Exercise instructions: Retype only what runs from the first line of the listing to the line holding "box: [122, 128, 310, 251]", both included. Do not retype the pictures.
== Segment start ==
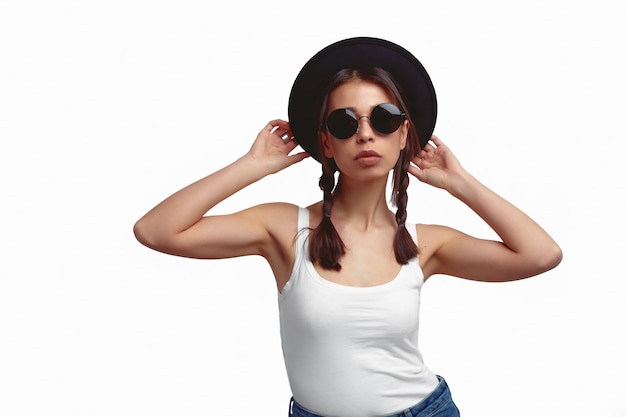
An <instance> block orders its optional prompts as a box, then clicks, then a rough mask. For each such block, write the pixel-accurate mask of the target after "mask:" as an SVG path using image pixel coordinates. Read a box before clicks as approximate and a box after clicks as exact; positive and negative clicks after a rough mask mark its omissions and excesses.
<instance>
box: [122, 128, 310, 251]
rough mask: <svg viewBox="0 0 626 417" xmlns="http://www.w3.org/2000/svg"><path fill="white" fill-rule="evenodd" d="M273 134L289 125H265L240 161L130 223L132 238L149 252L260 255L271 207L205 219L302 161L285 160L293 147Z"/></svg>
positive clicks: (175, 194)
mask: <svg viewBox="0 0 626 417" xmlns="http://www.w3.org/2000/svg"><path fill="white" fill-rule="evenodd" d="M274 129H278V132H279V133H282V132H284V131H288V130H289V125H288V123H287V122H285V121H282V120H274V121H272V122H270V123H268V125H266V126H265V127H264V128H263V130H262V131H261V132H260V133H259V135H258V136H257V138H256V140H255V142H254V144H253V145H252V147H251V149H250V151H249V152H248V153H246V154H245V155H244V156H242V157H241V158H239V159H237V160H236V161H235V162H233V163H231V164H230V165H228V166H226V167H224V168H222V169H221V170H219V171H217V172H215V173H213V174H211V175H209V176H207V177H205V178H202V179H201V180H199V181H197V182H195V183H193V184H191V185H188V186H187V187H185V188H183V189H182V190H180V191H178V192H176V193H174V194H173V195H171V196H170V197H168V198H167V199H165V200H164V201H163V202H161V203H160V204H158V205H157V206H156V207H154V208H153V209H152V210H150V211H149V212H148V213H146V214H145V215H144V216H143V217H142V218H141V219H139V221H137V223H136V224H135V227H134V232H135V236H136V237H137V239H138V240H139V241H140V242H141V243H142V244H144V245H146V246H148V247H150V248H152V249H155V250H158V251H161V252H165V253H170V254H173V255H179V256H186V257H193V258H227V257H233V256H242V255H253V254H261V255H262V254H263V252H264V250H267V249H266V248H265V249H264V247H265V246H267V245H269V244H271V241H272V236H271V231H270V230H269V227H268V225H269V223H270V221H271V219H272V218H275V217H276V215H275V213H272V206H270V205H263V206H257V207H253V208H250V209H247V210H243V211H241V212H239V213H234V214H231V215H225V216H205V214H206V213H207V212H208V211H209V210H210V209H211V208H213V207H214V206H215V205H216V204H218V203H219V202H221V201H223V200H224V199H226V198H227V197H229V196H231V195H233V194H234V193H236V192H237V191H239V190H241V189H243V188H244V187H246V186H248V185H250V184H252V183H254V182H256V181H258V180H260V179H261V178H263V177H265V176H266V175H269V174H272V173H275V172H278V171H280V170H282V169H284V168H286V167H288V166H290V165H292V164H294V163H296V162H300V161H302V160H303V159H304V158H306V157H307V156H308V154H306V153H297V154H294V155H289V153H290V152H291V151H293V149H294V148H295V147H296V146H297V143H295V142H294V141H293V140H292V141H290V142H287V143H284V142H283V141H282V140H281V139H280V137H279V136H278V134H276V133H272V132H273V131H274ZM279 207H280V206H276V207H275V209H276V210H278V209H279Z"/></svg>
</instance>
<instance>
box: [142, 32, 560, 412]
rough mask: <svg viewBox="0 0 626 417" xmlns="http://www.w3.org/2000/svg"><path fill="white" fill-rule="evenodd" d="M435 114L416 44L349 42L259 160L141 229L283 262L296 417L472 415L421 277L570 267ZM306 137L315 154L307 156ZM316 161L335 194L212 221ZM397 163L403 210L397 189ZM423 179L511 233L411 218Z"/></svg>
mask: <svg viewBox="0 0 626 417" xmlns="http://www.w3.org/2000/svg"><path fill="white" fill-rule="evenodd" d="M435 117H436V100H435V95H434V90H433V88H432V84H431V82H430V79H429V77H428V75H427V73H426V71H425V70H424V69H423V67H422V66H421V64H420V63H419V62H418V61H417V59H415V57H414V56H413V55H411V54H410V53H409V52H408V51H406V50H405V49H403V48H401V47H399V46H398V45H395V44H393V43H391V42H388V41H384V40H381V39H373V38H352V39H347V40H344V41H340V42H337V43H335V44H333V45H330V46H328V47H326V48H325V49H323V50H322V51H320V52H319V53H318V54H316V55H315V56H314V57H313V58H312V59H311V60H310V61H309V62H308V63H307V64H306V65H305V66H304V68H303V69H302V71H301V72H300V74H299V75H298V78H297V79H296V82H295V84H294V87H293V89H292V93H291V97H290V102H289V119H290V122H287V121H283V120H273V121H271V122H270V123H268V124H267V125H266V126H265V127H264V128H263V129H262V130H261V132H260V133H259V135H258V136H257V138H256V140H255V141H254V143H253V144H252V147H251V148H250V150H249V151H248V152H247V153H246V154H245V155H243V156H242V157H241V158H239V159H237V160H236V161H234V162H233V163H231V164H230V165H228V166H226V167H224V168H223V169H221V170H219V171H217V172H215V173H213V174H211V175H209V176H207V177H205V178H203V179H201V180H199V181H197V182H195V183H193V184H191V185H189V186H187V187H185V188H183V189H182V190H180V191H178V192H176V193H175V194H173V195H172V196H171V197H169V198H167V199H166V200H164V201H163V202H162V203H160V204H159V205H157V206H156V207H155V208H153V209H152V210H151V211H149V212H148V213H147V214H146V215H145V216H144V217H142V218H141V219H140V220H139V221H138V222H137V223H136V225H135V234H136V236H137V239H138V240H139V241H140V242H141V243H143V244H144V245H146V246H148V247H150V248H153V249H155V250H158V251H161V252H165V253H169V254H173V255H178V256H186V257H194V258H207V259H216V258H227V257H235V256H244V255H260V256H263V257H264V258H265V259H266V260H267V261H268V263H269V265H270V266H271V269H272V271H273V273H274V277H275V279H276V285H277V287H278V292H279V295H278V300H279V309H280V324H281V337H282V344H283V354H284V358H285V364H286V368H287V374H288V377H289V382H290V385H291V388H292V392H293V398H292V400H291V403H290V408H289V413H290V415H292V416H307V417H315V416H340V417H375V416H439V417H447V416H458V415H459V414H458V410H457V408H456V406H455V404H454V403H453V401H452V398H451V394H450V390H449V389H448V386H447V384H446V382H445V380H444V379H443V378H442V377H440V376H437V375H436V374H434V373H433V372H432V371H431V370H430V369H429V368H428V367H426V366H425V365H424V363H423V360H422V356H421V354H420V352H419V350H418V347H417V331H418V321H419V305H420V289H421V286H422V284H423V283H424V281H426V280H427V279H428V278H429V277H430V276H432V275H435V274H447V275H452V276H456V277H461V278H466V279H472V280H479V281H510V280H517V279H522V278H526V277H530V276H533V275H537V274H540V273H542V272H544V271H547V270H549V269H551V268H553V267H555V266H556V265H558V264H559V262H560V260H561V251H560V249H559V247H558V245H557V244H556V243H555V242H554V240H552V238H551V237H550V236H549V235H548V234H547V233H546V232H545V231H544V230H543V229H542V228H541V227H540V226H539V225H537V224H536V223H535V222H534V221H533V220H532V219H530V218H529V217H528V216H527V215H526V214H524V213H523V212H522V211H520V210H519V209H518V208H516V207H515V206H513V205H512V204H510V203H509V202H507V201H505V200H504V199H503V198H501V197H500V196H498V195H497V194H495V193H494V192H493V191H491V190H490V189H488V188H487V187H486V186H484V185H483V184H481V183H480V182H479V181H478V180H477V179H475V178H474V177H473V176H471V175H470V174H469V173H468V172H467V171H466V170H465V169H464V168H463V167H462V166H461V164H460V163H459V162H458V161H457V159H456V158H455V157H454V155H453V154H452V152H451V151H450V149H448V147H447V146H446V145H445V144H444V143H443V142H442V141H441V140H440V139H439V138H437V137H436V136H431V134H432V131H433V129H434V122H435ZM297 145H300V146H302V148H303V149H304V150H305V152H297V153H294V154H292V151H293V150H294V149H295V148H296V146H297ZM308 156H312V157H313V158H314V159H316V160H318V161H319V162H321V166H322V176H321V177H320V187H321V189H322V190H323V200H322V201H320V202H318V203H315V204H312V205H311V206H309V207H306V208H301V207H297V206H294V205H291V204H287V203H268V204H261V205H258V206H255V207H251V208H248V209H245V210H243V211H240V212H238V213H234V214H230V215H221V216H212V215H210V210H211V208H212V207H214V206H215V205H216V204H218V203H219V202H220V201H222V200H224V199H225V198H227V197H229V196H230V195H232V194H234V193H236V192H237V191H239V190H241V189H243V188H244V187H246V186H248V185H250V184H252V183H254V182H255V181H258V180H260V179H261V178H263V177H265V176H266V175H269V174H272V173H276V172H278V171H281V170H283V169H285V168H287V167H289V166H291V165H293V164H295V163H298V162H300V161H302V160H304V159H305V158H307V157H308ZM390 172H393V174H392V181H393V192H392V202H393V203H394V205H395V207H396V208H397V210H396V211H395V213H394V212H393V211H391V210H390V208H389V205H388V203H387V196H386V190H387V181H388V177H389V173H390ZM410 176H412V177H415V178H417V179H418V180H419V181H422V182H424V183H426V184H429V185H432V186H434V187H438V188H442V189H444V190H446V191H448V192H449V193H450V194H451V195H452V196H454V197H456V198H458V199H459V200H461V201H462V202H464V203H465V204H466V205H467V206H468V207H469V208H471V209H472V210H474V211H475V212H476V213H477V214H478V215H479V216H480V217H481V218H482V219H483V220H484V221H485V222H486V223H487V224H488V225H489V226H490V227H491V228H492V229H493V230H494V231H495V232H496V233H497V235H498V236H499V237H500V241H491V240H484V239H479V238H475V237H472V236H469V235H467V234H464V233H462V232H460V231H457V230H454V229H452V228H449V227H444V226H437V225H423V224H417V225H415V224H408V223H407V221H406V220H407V187H408V183H409V177H410ZM207 212H209V215H207Z"/></svg>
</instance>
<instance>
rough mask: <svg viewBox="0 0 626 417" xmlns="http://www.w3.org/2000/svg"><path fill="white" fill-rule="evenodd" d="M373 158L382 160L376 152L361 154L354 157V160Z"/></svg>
mask: <svg viewBox="0 0 626 417" xmlns="http://www.w3.org/2000/svg"><path fill="white" fill-rule="evenodd" d="M372 157H374V158H380V154H379V153H378V152H375V151H362V152H359V153H358V154H357V156H355V157H354V159H361V158H372Z"/></svg>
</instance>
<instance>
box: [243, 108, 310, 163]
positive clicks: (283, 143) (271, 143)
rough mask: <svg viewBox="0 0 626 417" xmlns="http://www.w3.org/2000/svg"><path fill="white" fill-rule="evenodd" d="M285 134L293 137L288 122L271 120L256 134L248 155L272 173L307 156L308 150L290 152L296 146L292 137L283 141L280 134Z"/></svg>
mask: <svg viewBox="0 0 626 417" xmlns="http://www.w3.org/2000/svg"><path fill="white" fill-rule="evenodd" d="M284 134H287V135H288V137H289V138H293V133H292V132H291V128H290V127H289V122H286V121H285V120H280V119H277V120H272V121H271V122H269V123H268V124H267V125H266V126H265V127H264V128H263V129H262V130H261V131H260V132H259V134H258V135H257V137H256V139H255V141H254V143H253V144H252V147H251V148H250V151H248V156H249V157H251V158H252V159H253V160H255V161H257V162H259V163H261V164H262V165H263V166H264V167H265V169H266V170H267V173H268V174H274V173H276V172H278V171H281V170H283V169H285V168H287V167H289V166H291V165H293V164H295V163H297V162H300V161H302V160H304V159H305V158H307V157H308V156H309V153H308V152H298V153H295V154H293V155H290V153H291V152H292V151H293V150H294V149H295V148H296V147H297V146H298V143H297V142H296V141H295V140H294V139H290V140H288V141H283V139H282V138H281V136H283V135H284Z"/></svg>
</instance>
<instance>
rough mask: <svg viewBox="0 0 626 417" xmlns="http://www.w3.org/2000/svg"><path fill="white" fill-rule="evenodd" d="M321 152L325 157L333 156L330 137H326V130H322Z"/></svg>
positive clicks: (332, 149) (321, 135) (332, 151)
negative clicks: (325, 130) (324, 130)
mask: <svg viewBox="0 0 626 417" xmlns="http://www.w3.org/2000/svg"><path fill="white" fill-rule="evenodd" d="M321 136H322V152H324V156H325V157H326V158H334V153H333V148H332V145H331V142H332V139H331V138H329V137H328V132H322V135H321Z"/></svg>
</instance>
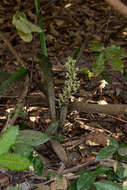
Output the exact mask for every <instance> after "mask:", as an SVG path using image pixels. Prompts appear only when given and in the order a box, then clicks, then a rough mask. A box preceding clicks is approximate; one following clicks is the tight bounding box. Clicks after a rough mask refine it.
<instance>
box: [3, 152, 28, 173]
mask: <svg viewBox="0 0 127 190" xmlns="http://www.w3.org/2000/svg"><path fill="white" fill-rule="evenodd" d="M0 166H2V167H4V168H7V169H9V170H15V171H23V170H26V169H28V168H29V166H30V161H29V160H28V159H27V158H26V157H24V156H22V155H20V154H15V153H12V154H3V155H1V156H0Z"/></svg>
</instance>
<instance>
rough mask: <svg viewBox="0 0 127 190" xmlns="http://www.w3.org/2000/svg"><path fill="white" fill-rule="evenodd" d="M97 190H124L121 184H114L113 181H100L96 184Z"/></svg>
mask: <svg viewBox="0 0 127 190" xmlns="http://www.w3.org/2000/svg"><path fill="white" fill-rule="evenodd" d="M94 185H95V186H96V188H97V190H122V188H121V186H120V185H119V184H116V183H113V182H111V181H99V182H96V183H94Z"/></svg>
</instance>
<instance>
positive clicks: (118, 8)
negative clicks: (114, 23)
mask: <svg viewBox="0 0 127 190" xmlns="http://www.w3.org/2000/svg"><path fill="white" fill-rule="evenodd" d="M105 1H106V2H107V3H108V4H109V5H111V6H112V7H113V8H114V9H115V10H117V11H118V12H119V13H121V14H122V15H124V16H125V17H127V6H126V5H124V4H123V3H122V2H121V1H119V0H105Z"/></svg>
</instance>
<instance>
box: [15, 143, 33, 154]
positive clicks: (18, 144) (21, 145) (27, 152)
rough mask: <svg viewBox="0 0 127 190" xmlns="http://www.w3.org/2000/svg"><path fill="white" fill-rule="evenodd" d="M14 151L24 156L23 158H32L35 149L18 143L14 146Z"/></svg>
mask: <svg viewBox="0 0 127 190" xmlns="http://www.w3.org/2000/svg"><path fill="white" fill-rule="evenodd" d="M13 151H14V152H15V153H17V154H22V155H23V156H25V157H27V158H29V157H30V156H32V153H33V151H34V149H33V147H32V146H31V145H29V144H21V143H16V144H15V145H14V146H13Z"/></svg>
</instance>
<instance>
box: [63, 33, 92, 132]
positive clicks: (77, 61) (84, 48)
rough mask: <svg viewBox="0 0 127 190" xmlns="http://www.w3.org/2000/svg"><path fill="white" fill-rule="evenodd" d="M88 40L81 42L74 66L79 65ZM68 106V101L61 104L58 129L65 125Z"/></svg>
mask: <svg viewBox="0 0 127 190" xmlns="http://www.w3.org/2000/svg"><path fill="white" fill-rule="evenodd" d="M89 39H90V37H88V39H87V40H85V41H84V42H83V44H82V45H81V48H80V51H79V53H78V56H77V59H76V65H77V64H78V63H79V61H80V58H81V56H82V54H83V51H84V49H85V46H86V44H87V41H88V40H89ZM68 106H69V100H67V101H66V102H64V103H63V106H62V108H61V111H60V129H62V127H63V125H64V123H65V120H66V117H67V113H68Z"/></svg>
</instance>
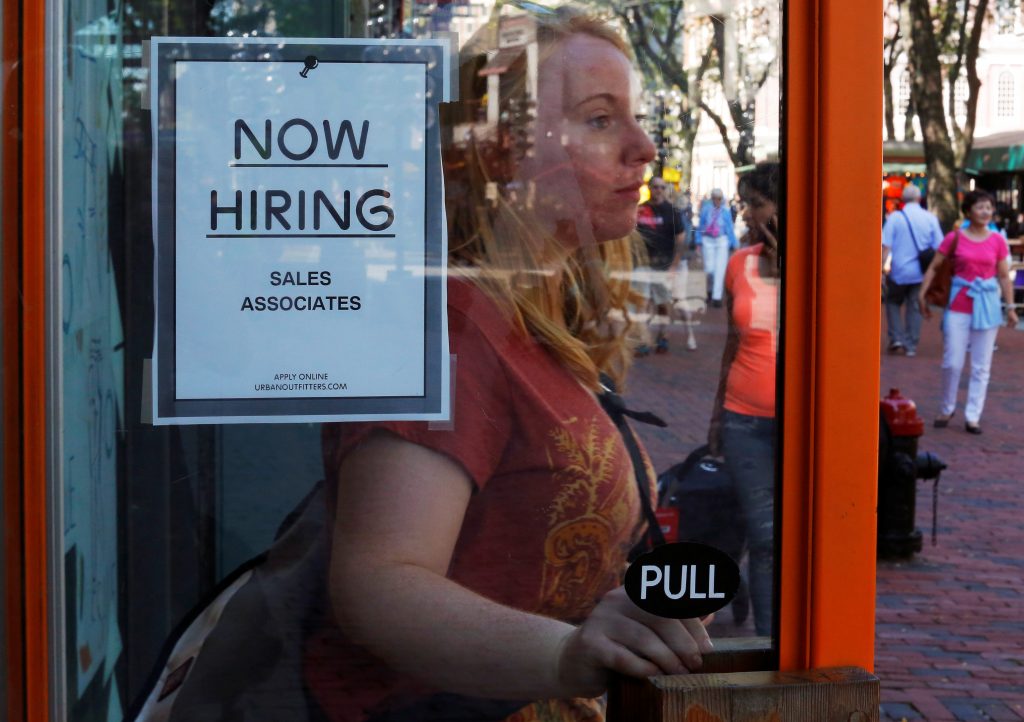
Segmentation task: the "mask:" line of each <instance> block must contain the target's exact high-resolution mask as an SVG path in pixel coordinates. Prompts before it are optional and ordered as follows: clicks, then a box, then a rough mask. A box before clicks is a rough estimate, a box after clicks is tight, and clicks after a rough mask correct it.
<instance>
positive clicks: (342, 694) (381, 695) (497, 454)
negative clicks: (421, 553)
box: [306, 281, 654, 722]
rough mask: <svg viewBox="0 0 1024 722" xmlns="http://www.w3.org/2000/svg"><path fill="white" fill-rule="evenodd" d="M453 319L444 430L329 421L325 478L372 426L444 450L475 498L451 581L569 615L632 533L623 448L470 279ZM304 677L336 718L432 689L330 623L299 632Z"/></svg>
mask: <svg viewBox="0 0 1024 722" xmlns="http://www.w3.org/2000/svg"><path fill="white" fill-rule="evenodd" d="M449 328H450V335H451V345H452V352H453V353H454V354H456V356H457V362H456V372H455V375H454V378H453V387H454V397H453V409H454V418H453V423H452V425H451V428H450V429H444V430H442V429H438V428H436V426H435V427H434V428H431V425H430V424H428V423H426V422H380V423H360V424H344V425H342V424H332V425H326V426H325V428H324V434H323V440H324V456H325V466H326V473H327V478H328V479H329V480H334V479H337V478H338V469H339V466H340V465H341V463H342V460H343V459H344V458H345V455H346V454H347V453H348V452H349V451H351V450H352V448H353V447H354V445H355V444H357V443H358V442H359V441H360V440H361V439H364V438H366V437H367V435H368V434H370V433H371V432H372V431H374V430H378V429H387V430H388V431H390V432H391V433H394V434H396V435H398V436H400V437H401V438H403V439H407V440H409V441H412V442H413V443H417V444H420V445H423V447H426V448H428V449H431V450H434V451H436V452H438V453H440V454H444V455H446V456H449V457H451V458H452V459H454V460H455V461H456V462H457V463H459V464H460V465H461V466H462V467H463V468H464V469H465V470H466V473H467V474H468V475H469V477H470V478H471V479H472V481H473V484H474V494H473V496H472V498H471V500H470V502H469V506H468V508H467V510H466V516H465V520H464V522H463V526H462V530H461V534H460V536H459V540H458V542H457V544H456V548H455V552H454V555H453V560H452V564H451V568H450V571H449V577H450V578H451V579H452V580H454V581H456V582H458V583H459V584H461V585H463V586H465V587H467V588H469V589H471V590H473V591H475V592H477V593H478V594H481V595H483V596H485V597H487V598H489V599H493V600H495V601H498V602H500V603H502V604H505V605H507V606H510V607H514V608H517V609H523V610H525V611H529V612H535V613H539V614H545V615H548V617H552V618H555V619H558V620H563V621H565V622H569V623H579V622H581V621H582V620H583V619H585V618H586V617H587V615H588V613H589V612H590V611H591V609H593V607H594V605H595V604H596V602H597V601H598V600H599V599H600V598H601V597H602V596H603V595H604V594H605V593H606V592H608V591H609V590H611V589H613V588H614V587H616V586H618V585H620V584H621V581H622V575H623V571H624V569H625V563H626V557H627V554H628V553H629V551H630V549H631V548H632V547H633V545H634V543H635V542H636V541H637V539H638V537H639V534H640V532H641V530H642V524H641V509H640V501H639V496H638V494H637V486H636V481H635V478H634V474H633V467H632V463H631V461H630V457H629V453H628V452H627V451H626V448H625V445H624V443H623V441H622V437H621V435H620V434H618V431H617V430H616V429H615V427H614V425H613V424H612V423H611V421H610V420H609V419H608V417H607V416H606V415H605V413H604V411H603V410H602V409H601V407H600V406H599V404H598V402H597V399H596V398H595V396H594V395H593V394H592V393H591V392H590V391H588V390H587V389H585V388H584V387H583V386H582V385H581V384H580V383H579V382H578V381H577V380H575V379H574V377H572V376H571V375H570V374H569V372H567V371H566V370H565V369H564V367H562V366H561V365H560V364H559V363H558V362H557V360H556V359H555V358H554V356H552V355H551V354H550V353H548V352H547V351H546V350H545V349H544V348H543V347H542V346H541V345H540V344H538V343H537V342H536V341H535V340H532V339H531V338H528V337H525V336H524V335H523V334H522V333H521V332H519V331H517V330H516V329H515V328H514V326H513V325H512V324H511V323H510V321H509V318H508V317H507V315H506V314H504V313H502V312H501V311H500V310H499V308H498V307H497V306H496V305H495V303H494V302H493V301H492V300H490V299H489V298H488V297H486V296H485V295H484V294H483V293H482V292H481V291H479V290H478V289H476V288H475V287H474V286H472V285H470V284H466V283H461V282H455V281H453V282H450V284H449ZM650 478H654V475H653V473H650ZM306 678H307V682H308V683H309V686H310V689H311V690H312V692H313V695H314V696H315V697H316V698H317V700H318V702H319V704H321V706H322V707H323V708H324V709H325V711H326V712H327V713H328V716H329V717H330V719H332V720H335V721H338V722H340V721H345V722H348V721H359V722H361V721H364V720H371V719H373V718H374V717H375V715H384V716H386V713H387V711H388V710H394V709H395V708H396V707H398V708H404V707H407V706H409V705H410V704H414V705H415V700H416V698H417V697H424V696H426V695H429V694H430V693H431V691H432V690H429V689H426V688H425V687H423V686H422V685H420V684H418V683H416V682H415V681H413V680H412V679H410V678H408V677H403V676H401V675H399V674H397V673H395V672H393V671H391V670H390V669H388V668H387V667H386V666H385V665H384V664H383V663H382V662H381V661H379V660H377V659H375V657H374V656H372V655H371V654H370V653H369V652H368V651H366V650H365V649H361V648H359V647H357V646H355V645H354V644H352V643H351V642H349V641H348V640H346V639H345V638H344V637H343V635H342V633H341V631H340V630H338V629H337V628H334V627H325V628H324V629H322V630H321V631H319V632H318V633H317V634H315V635H313V637H312V638H311V639H310V640H309V642H308V644H307V654H306ZM427 719H429V717H428V718H427ZM507 719H508V720H510V721H514V722H532V721H535V720H552V721H555V720H557V721H569V720H572V721H577V720H601V719H603V713H602V711H601V708H600V705H599V703H598V702H597V700H584V699H569V700H543V702H538V703H536V704H534V705H528V706H526V707H525V708H523V709H520V710H519V711H518V712H516V713H515V714H513V715H512V716H511V717H508V718H507Z"/></svg>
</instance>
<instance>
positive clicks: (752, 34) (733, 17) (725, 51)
mask: <svg viewBox="0 0 1024 722" xmlns="http://www.w3.org/2000/svg"><path fill="white" fill-rule="evenodd" d="M708 20H709V22H710V23H711V28H712V34H711V35H712V41H711V45H710V47H709V53H711V52H714V54H715V57H716V58H717V74H716V75H717V79H718V82H719V83H720V84H721V86H722V92H723V94H724V95H725V100H726V104H727V108H728V111H729V119H730V121H731V127H729V125H727V124H726V122H725V120H724V119H723V118H722V117H721V116H719V115H718V113H716V112H715V110H714V109H713V108H711V107H710V105H709V104H708V103H707V102H706V99H705V98H703V97H701V99H700V103H699V108H700V110H701V111H703V112H705V114H706V115H707V116H708V118H710V119H711V121H712V122H713V123H714V124H715V125H716V127H717V128H718V131H719V133H720V134H721V136H722V142H723V144H724V145H725V148H726V151H727V152H728V154H729V159H730V160H731V161H732V164H733V165H734V166H735V167H736V168H741V167H743V166H750V165H753V164H754V161H755V159H754V141H755V138H754V128H755V109H756V107H757V96H758V92H759V91H760V90H761V88H762V87H763V86H764V84H765V81H767V80H768V76H769V75H770V74H771V70H772V67H773V65H774V62H775V60H776V58H777V56H778V43H777V38H775V33H774V31H773V28H774V24H773V23H772V10H771V9H770V8H769V7H768V6H766V5H762V4H739V5H738V6H737V7H736V8H735V9H734V11H733V12H732V13H731V14H730V15H729V16H727V17H726V16H720V15H709V16H708ZM738 48H742V52H739V51H738ZM733 137H735V140H733Z"/></svg>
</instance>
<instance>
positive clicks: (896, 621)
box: [626, 308, 1024, 722]
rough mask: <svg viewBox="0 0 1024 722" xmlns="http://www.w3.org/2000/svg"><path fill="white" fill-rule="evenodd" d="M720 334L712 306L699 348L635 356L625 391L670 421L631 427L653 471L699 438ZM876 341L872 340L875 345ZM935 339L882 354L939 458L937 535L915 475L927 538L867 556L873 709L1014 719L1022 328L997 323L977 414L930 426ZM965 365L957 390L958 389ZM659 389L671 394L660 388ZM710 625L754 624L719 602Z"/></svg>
== Segment end ==
Exercise answer:
An <instance> block orders its optional prompts as a box, then clicks, then a rough mask. For each such block, write the pixel-accurate mask of the target after "mask:" as an SVG path using image pixel coordinates. Read a box before clicks as approximate and a box after clicks as exact; positive and negative clicks after a rough mask mark its omissions and excesses.
<instance>
box: [122, 128, 310, 251]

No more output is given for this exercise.